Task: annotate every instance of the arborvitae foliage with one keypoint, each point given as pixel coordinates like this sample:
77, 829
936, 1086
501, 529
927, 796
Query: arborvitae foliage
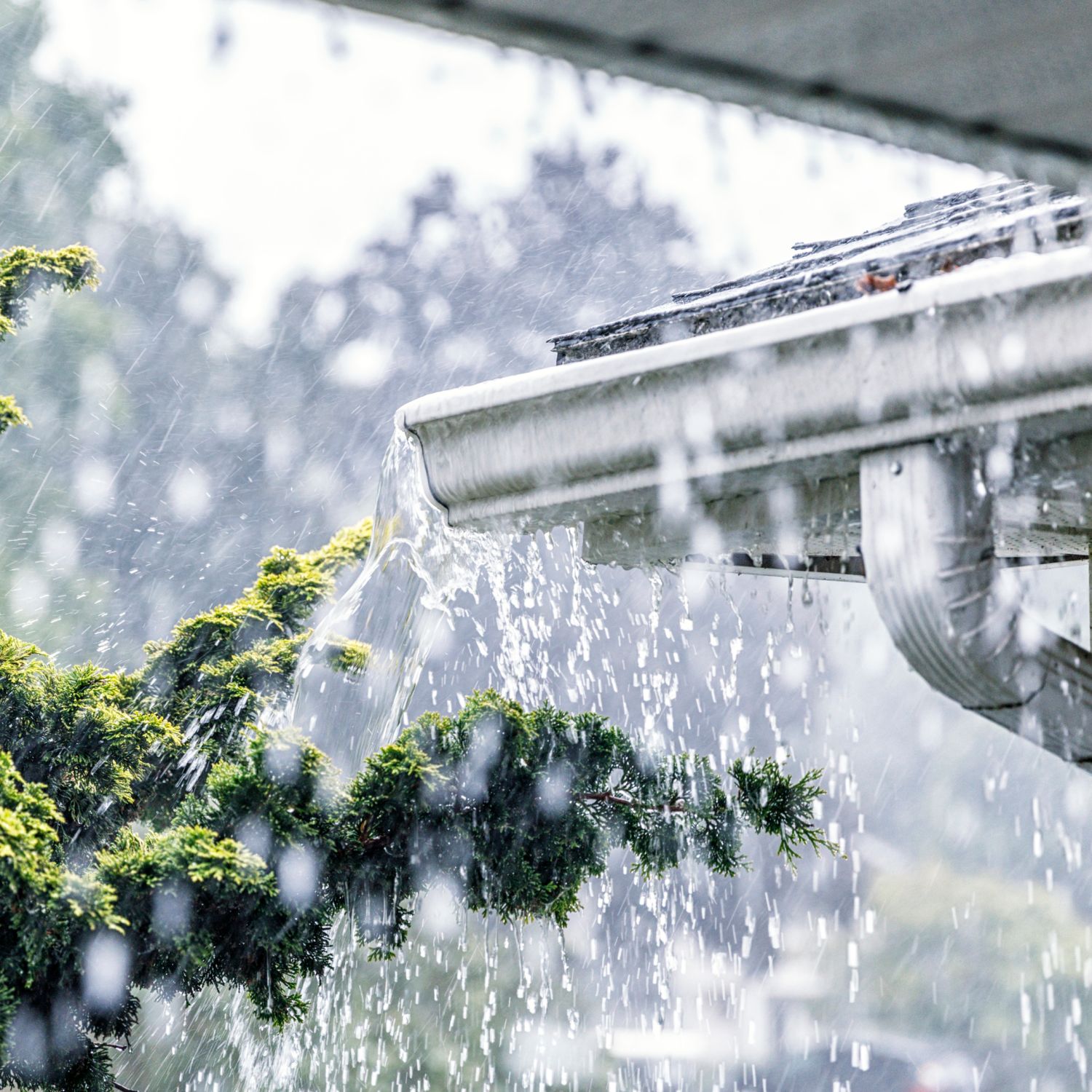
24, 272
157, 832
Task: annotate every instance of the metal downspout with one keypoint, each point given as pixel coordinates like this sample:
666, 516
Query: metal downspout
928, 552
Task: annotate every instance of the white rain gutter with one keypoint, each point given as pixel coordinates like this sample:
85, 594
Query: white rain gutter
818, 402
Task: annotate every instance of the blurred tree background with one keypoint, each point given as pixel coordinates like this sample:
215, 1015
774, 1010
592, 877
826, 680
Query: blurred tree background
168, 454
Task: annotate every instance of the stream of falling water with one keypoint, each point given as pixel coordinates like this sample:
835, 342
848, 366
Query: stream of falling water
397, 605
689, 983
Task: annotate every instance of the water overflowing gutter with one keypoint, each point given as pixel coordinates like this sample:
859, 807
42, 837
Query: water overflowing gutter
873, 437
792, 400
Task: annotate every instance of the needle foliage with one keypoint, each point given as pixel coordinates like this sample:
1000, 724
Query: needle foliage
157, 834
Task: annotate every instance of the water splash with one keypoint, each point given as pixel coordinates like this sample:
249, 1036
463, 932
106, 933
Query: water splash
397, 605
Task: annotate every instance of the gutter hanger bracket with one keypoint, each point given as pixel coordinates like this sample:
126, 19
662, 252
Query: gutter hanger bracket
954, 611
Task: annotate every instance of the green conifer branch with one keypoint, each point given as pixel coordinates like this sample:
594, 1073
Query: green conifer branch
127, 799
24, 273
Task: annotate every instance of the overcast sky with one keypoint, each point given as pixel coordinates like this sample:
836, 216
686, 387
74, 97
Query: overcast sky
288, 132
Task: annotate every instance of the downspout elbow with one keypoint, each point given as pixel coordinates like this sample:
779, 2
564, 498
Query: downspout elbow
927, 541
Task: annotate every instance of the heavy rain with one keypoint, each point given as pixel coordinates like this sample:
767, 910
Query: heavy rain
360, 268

What the exercise asks: Rewrite all of the data above, replacing every occurrence of "annotate" with "mark" and changing nothing else. Leave the pictures out.

Exercise result:
Task: mark every instance of the arborvitae foliage with one keypoint, each point given as pixel coordinates like this sample:
77, 829
936, 1086
501, 529
927, 796
Query: arborvitae foliage
24, 272
157, 832
Task: mark every instance of the metal downspout with one keypoint, each point given as pixel coordinates like this sample:
666, 516
Query: metal downspout
928, 552
Task: mark every instance of the white rain gutter with one keypoint, each point given as pixel coordinates like this sample:
85, 594
Query: white rain gutter
818, 402
Task: mark every instance of the blurred tree background with one keypoint, each point given as pixel coordinates like this sample:
215, 1015
774, 1010
592, 877
826, 680
Query: blurred tree background
168, 454
Task: mark every instance of the stream of falling water with one keypoint, each point given as pixel coordinates like this sample:
835, 342
848, 366
Query: stream of falling water
397, 605
689, 983
Task: mark every instance of the water overflowing gutter with one keypoint, each point given as pixel coordinates like this sample:
859, 807
42, 837
Query: water overflowing gutter
873, 437
792, 400
Task: mark every instance of the needle foliage with one keypoint, each point given as pixel coordinates like this sample:
1000, 724
Query: needle foliage
157, 834
Task: mark every instance of the water splash with one keypoint, each point given as pixel coordinates like this sample:
249, 1036
463, 932
106, 933
Query: water splash
397, 605
Task: mark every instance of the gutter hanger bracket with one keypoint, each point given as pixel coordinates like this sample:
126, 19
662, 252
Query: gutter hanger bracket
954, 611
Task: mark every instance of the green conifer branch with one keypoint, each point given as pixel coordinates like this sample:
594, 1073
Query: green conifer branch
127, 799
24, 273
Task: mark every instance of the overcast sky with one keypoint, each point given as pixel coordinates like this sample:
836, 216
686, 387
74, 97
Query: overcast sky
288, 132
Task: mark every instance of the downspout elbow with one keypoint, each point given as pixel coordinates like this sample:
779, 2
564, 498
Query: downspout elbow
927, 541
Task: mark every instance of the heavy rain with one keypoint, each point given as pixel coordinates like this sample:
767, 910
Query: heavy rain
360, 268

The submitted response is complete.